- TO DO
Repeat the material in full. Keep every line exactly as it is.

[Object pointing dataset rows]
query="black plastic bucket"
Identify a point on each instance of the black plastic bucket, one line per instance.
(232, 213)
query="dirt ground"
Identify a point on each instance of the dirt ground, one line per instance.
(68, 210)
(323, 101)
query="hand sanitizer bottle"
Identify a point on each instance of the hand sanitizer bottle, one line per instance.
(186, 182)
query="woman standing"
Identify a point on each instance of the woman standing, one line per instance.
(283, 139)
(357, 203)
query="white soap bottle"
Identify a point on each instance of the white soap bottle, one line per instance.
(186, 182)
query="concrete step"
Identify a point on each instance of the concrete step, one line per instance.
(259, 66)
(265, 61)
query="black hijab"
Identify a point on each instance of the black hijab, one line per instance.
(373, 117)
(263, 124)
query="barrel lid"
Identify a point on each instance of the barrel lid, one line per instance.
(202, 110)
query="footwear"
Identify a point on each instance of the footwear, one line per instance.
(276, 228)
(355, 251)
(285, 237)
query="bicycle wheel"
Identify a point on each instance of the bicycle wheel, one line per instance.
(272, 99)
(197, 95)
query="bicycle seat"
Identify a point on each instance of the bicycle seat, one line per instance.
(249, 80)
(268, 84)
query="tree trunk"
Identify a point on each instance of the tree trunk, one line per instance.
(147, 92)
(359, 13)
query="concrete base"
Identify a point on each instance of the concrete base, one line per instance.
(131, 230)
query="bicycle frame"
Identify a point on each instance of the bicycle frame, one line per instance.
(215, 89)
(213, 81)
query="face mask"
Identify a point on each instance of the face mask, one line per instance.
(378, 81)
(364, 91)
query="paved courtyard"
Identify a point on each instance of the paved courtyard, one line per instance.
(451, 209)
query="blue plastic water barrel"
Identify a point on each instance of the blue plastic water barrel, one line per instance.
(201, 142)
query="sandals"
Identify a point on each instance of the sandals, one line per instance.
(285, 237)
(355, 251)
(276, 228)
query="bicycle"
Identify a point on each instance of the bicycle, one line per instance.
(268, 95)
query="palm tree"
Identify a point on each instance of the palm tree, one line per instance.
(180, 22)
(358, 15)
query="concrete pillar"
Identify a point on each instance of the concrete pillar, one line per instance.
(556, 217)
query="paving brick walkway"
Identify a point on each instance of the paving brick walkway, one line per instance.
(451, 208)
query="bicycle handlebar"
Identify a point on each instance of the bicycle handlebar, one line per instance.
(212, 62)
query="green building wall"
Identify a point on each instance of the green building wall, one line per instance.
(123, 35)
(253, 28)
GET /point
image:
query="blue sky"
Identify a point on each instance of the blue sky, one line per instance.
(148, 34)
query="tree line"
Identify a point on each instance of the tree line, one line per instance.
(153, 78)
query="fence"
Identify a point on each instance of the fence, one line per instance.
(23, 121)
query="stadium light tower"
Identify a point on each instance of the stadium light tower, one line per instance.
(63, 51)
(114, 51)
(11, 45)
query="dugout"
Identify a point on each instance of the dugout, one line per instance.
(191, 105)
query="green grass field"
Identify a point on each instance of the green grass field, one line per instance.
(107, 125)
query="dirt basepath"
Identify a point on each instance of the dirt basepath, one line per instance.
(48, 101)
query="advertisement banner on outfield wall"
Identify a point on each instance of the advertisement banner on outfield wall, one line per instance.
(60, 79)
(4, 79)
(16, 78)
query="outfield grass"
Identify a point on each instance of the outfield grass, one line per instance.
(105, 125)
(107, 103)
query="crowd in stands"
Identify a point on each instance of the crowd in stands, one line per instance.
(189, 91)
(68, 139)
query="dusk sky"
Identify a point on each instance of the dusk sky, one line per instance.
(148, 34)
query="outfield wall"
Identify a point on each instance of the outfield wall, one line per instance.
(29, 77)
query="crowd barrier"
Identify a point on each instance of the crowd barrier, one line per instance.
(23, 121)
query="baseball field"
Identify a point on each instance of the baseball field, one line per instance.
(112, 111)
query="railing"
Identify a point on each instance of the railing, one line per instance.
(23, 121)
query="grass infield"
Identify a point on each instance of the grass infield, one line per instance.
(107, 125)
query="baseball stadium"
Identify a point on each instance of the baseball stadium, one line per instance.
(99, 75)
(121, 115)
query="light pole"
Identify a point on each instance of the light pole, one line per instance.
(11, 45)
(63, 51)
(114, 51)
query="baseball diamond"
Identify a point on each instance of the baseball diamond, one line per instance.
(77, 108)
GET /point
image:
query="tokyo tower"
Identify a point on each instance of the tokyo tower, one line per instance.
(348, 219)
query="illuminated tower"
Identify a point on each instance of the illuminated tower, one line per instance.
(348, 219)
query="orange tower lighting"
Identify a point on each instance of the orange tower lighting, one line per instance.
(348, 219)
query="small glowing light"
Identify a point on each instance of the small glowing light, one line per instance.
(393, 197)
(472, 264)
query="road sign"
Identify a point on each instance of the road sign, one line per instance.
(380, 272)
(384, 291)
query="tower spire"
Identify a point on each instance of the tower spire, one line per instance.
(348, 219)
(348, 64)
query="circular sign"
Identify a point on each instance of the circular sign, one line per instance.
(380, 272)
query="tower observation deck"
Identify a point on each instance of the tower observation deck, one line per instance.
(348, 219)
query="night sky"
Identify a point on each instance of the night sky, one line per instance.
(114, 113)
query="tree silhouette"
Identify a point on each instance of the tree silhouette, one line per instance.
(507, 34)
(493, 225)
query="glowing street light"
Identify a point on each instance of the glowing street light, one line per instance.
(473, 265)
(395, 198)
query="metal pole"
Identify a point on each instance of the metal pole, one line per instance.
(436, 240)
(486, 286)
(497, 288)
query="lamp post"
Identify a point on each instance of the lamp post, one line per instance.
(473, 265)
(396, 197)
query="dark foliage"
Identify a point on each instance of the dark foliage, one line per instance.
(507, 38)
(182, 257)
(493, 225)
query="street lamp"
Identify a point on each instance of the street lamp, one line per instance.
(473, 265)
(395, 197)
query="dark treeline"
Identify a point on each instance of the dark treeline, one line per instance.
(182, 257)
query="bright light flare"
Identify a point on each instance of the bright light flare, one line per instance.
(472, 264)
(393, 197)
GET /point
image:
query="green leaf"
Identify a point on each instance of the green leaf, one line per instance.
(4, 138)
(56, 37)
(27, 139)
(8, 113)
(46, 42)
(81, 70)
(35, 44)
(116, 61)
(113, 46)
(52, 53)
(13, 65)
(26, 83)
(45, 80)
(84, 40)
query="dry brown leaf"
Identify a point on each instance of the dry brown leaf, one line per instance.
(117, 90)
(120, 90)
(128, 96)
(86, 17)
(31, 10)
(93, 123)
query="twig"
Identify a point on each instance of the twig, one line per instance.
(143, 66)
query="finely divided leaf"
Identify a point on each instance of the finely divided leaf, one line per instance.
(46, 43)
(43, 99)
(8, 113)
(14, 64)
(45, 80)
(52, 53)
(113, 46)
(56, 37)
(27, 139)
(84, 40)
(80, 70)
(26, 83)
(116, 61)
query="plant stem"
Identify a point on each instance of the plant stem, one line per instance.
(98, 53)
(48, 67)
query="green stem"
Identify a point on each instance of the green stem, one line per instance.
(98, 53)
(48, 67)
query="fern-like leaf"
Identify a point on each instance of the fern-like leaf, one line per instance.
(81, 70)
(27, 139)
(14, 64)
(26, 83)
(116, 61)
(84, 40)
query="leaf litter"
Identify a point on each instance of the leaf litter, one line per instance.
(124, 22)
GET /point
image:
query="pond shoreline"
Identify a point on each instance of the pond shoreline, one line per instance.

- THE OUTPUT
query="black plastic bucket"
Identify a point on each instance of the black plastic bucket, one line per instance.
(232, 213)
query="dirt ground"
Identify a point on each instance of the dirt ground, one line per instance.
(68, 210)
(323, 101)
query="hand sanitizer bottle"
Identify a point on each instance of the hand sanitizer bottle, one line per instance.
(186, 182)
query="woman standing"
Identify a point on each instance of the woman standing, one line per instance.
(283, 139)
(357, 203)
query="white soap bottle"
Identify a point on each instance of the white soap bottle, one line per instance.
(186, 182)
query="concrete step"
Identify a point on each instance of the concrete step, one line per instance.
(259, 66)
(265, 61)
query="black hijab"
Identify a point on each instance of the black hijab, one line per instance.
(373, 117)
(263, 124)
query="barrel lid"
Identify a point on each instance of the barrel lid, one line per instance.
(202, 110)
query="footwear"
Identify a point on each instance of the footwear, one line per instance.
(276, 228)
(355, 251)
(285, 237)
query="bicycle wheel"
Identify a point on each instance of the bicycle wheel, one line per instance.
(272, 99)
(197, 95)
query="bicycle seat"
Identify a point on each instance of the bicycle seat, one line per instance.
(249, 80)
(268, 84)
query="tree trunk"
Identify a point on each instance of the tree trunk, one line per instance.
(147, 92)
(359, 13)
query="concrete base"
Identify a point on each instance of the concrete base, one line per instance.
(131, 230)
query="bicycle frame"
Identify a point on each instance of the bicycle frame, one line per instance.
(215, 89)
(213, 81)
query="face mask"
Identify a point on each instance of the face mask, one line per instance.
(378, 81)
(364, 91)
query="paved courtyard"
Identify a point on each instance of the paved courtyard, one line per instance.
(451, 209)
query="blue plastic water barrel"
Identify a point on each instance of the blue plastic water barrel, one line per instance.
(201, 142)
query="sandals"
Identify a point on each instance of the sandals, one line per instance.
(285, 237)
(355, 251)
(276, 228)
query="bicycle"
Identify a point on each instance of the bicycle, one line per instance.
(268, 95)
query="palm tree"
Identify a point on each instance of the palm tree, one line per instance.
(180, 22)
(358, 15)
query="concrete pillar"
Identify a point on each instance of the concrete pillar, one line per instance.
(556, 217)
query="paving brick walkway"
Identify a point on each instance of the paving brick walkway, one line per instance.
(451, 208)
query="bicycle handlebar"
Identify a point on each instance of the bicycle handlebar, one line per instance.
(212, 62)
query="green building wall"
Identify a point on each instance of the green building wall, one line per instance.
(123, 35)
(253, 28)
GET /point
image:
query="blue sky"
Identify a point on each instance of the blue sky, one line per instance.
(148, 34)
query="tree line"
Identify a point on each instance of the tree line, one line per instance.
(153, 78)
query="fence"
Identify a point on each instance of the fence, one line per instance.
(23, 121)
query="stadium light tower"
Identify a point on each instance of the stadium light tower, one line per instance.
(63, 51)
(114, 51)
(11, 45)
query="dugout"
Identify a point on each instance of the dugout, one line per instance.
(191, 105)
query="green grass field"
Identify a point on each instance of the green grass field, one line per instance.
(107, 125)
query="dirt basepath"
Identify a point on each instance of the dirt basepath, one line per instance.
(48, 101)
query="advertisement banner on outfield wall"
Identify a point on each instance of the advertisement banner on outfield wall, one line per instance.
(60, 79)
(4, 79)
(16, 78)
query="outfield grass"
Identify a point on each instance of the outfield grass, one line per instance.
(105, 125)
(107, 103)
query="crowd in stands"
Identify a point on each instance of the crowd in stands, one line per instance.
(189, 91)
(68, 139)
query="dusk sky"
Identify a point on each instance of the dusk sky, one line per instance.
(148, 34)
query="outfield wall"
Identify a point on each instance of the outfield wall, one line per instance.
(29, 77)
query="crowd barrier"
Identify a point on each instance of the crowd barrier, one line per instance.
(23, 121)
query="baseball field"
Identify a point on each instance of the baseball field, one line per instance.
(112, 111)
query="railing"
Identify a point on each instance of the railing, one line per instance.
(23, 121)
query="grass infield"
Identify a point on each instance of the grass infield, one line per instance.
(107, 125)
query="baseball stadium"
Identify a point on each instance of the baseball stadium, one line per instance.
(99, 75)
(121, 115)
query="light pole"
Identify a point on each instance of the light pole, one line per instance.
(11, 45)
(63, 51)
(114, 51)
query="baseball diamond"
Identify a point on each instance of the baseball diamond, one line per instance.
(77, 108)
GET /point
image:
query="tokyo tower"
Identify a point on each instance of the tokyo tower, one line per instance.
(348, 219)
query="illuminated tower"
Identify a point on each instance of the illuminated tower, one line per instance.
(348, 219)
query="orange tower lighting"
Identify a point on each instance of the orange tower lighting, one line per instance.
(348, 219)
query="small glowing light"
Identify a point on each instance of the small glowing light, one line per instance.
(393, 197)
(472, 264)
query="road sign"
Identify a point on each instance of the road sign, one line per instance.
(380, 272)
(384, 291)
query="tower spire"
Identify a point on each instance of the tower spire, one line per instance.
(348, 219)
(348, 64)
query="circular sign"
Identify a point on each instance of the circular sign, one line per instance.
(380, 272)
query="tower observation deck"
Identify a point on each instance of the tower observation deck, one line per instance.
(348, 219)
query="night sky"
Identify a point on each instance of the night sky, one line per instance.
(114, 113)
query="tree silhouette"
Identify a point on each instance of the tree silhouette, one line per instance.
(507, 34)
(493, 225)
query="glowing street light"
Identify a point on each instance of the glowing street light, one line per instance.
(473, 265)
(395, 198)
query="metal pole"
Identify a point on each instance of the metal pole, one line per instance.
(436, 240)
(486, 286)
(497, 288)
query="lamp post"
Identify a point on each instance of the lamp post, one line per instance.
(473, 265)
(396, 197)
query="dark foliage"
Identify a point on each instance of the dark foliage, one line per instance.
(507, 38)
(182, 257)
(493, 225)
query="street lamp"
Identify a point on each instance of the street lamp, one line per instance.
(473, 265)
(395, 197)
query="dark treeline"
Identify a point on each instance of the dark treeline, one line per instance.
(182, 257)
query="bright light flare"
Identify a point on each instance of the bright light flare, one line per instance.
(472, 264)
(393, 197)
GET /point
image:
query="green leaf"
Identify a point on each instance of the green leaf, one line per instance.
(4, 138)
(56, 37)
(27, 139)
(8, 113)
(46, 42)
(81, 70)
(35, 44)
(116, 61)
(113, 46)
(52, 53)
(13, 65)
(26, 83)
(45, 80)
(84, 40)
query="dry brown leaf"
Identify a point on each instance of the dry brown leaf, one line per instance.
(117, 90)
(120, 90)
(128, 96)
(86, 17)
(31, 10)
(93, 123)
query="twig"
Identify a point on each instance of the twig, one line per instance.
(143, 66)
query="finely divided leaf"
Identify a point on each instance of the finely divided leaf, one line per instance.
(46, 43)
(43, 99)
(8, 113)
(14, 64)
(45, 80)
(52, 53)
(113, 46)
(56, 37)
(27, 139)
(84, 40)
(80, 70)
(26, 83)
(116, 61)
query="plant stem"
Identify a point on each instance of the plant stem, one line per instance.
(98, 53)
(48, 67)
query="green stem"
Identify a point on each instance of the green stem, one line per instance.
(98, 53)
(48, 67)
query="fern-like leaf"
Identify a point on each instance of the fern-like leaf, one line per instance.
(81, 70)
(27, 139)
(14, 64)
(26, 83)
(116, 61)
(84, 40)
query="leaf litter"
Identify a point on each instance of the leaf litter, one line per instance.
(124, 22)
GET /point
image:
query="pond shoreline"
Identify a point on each instance of the pond shoreline, one line per instance.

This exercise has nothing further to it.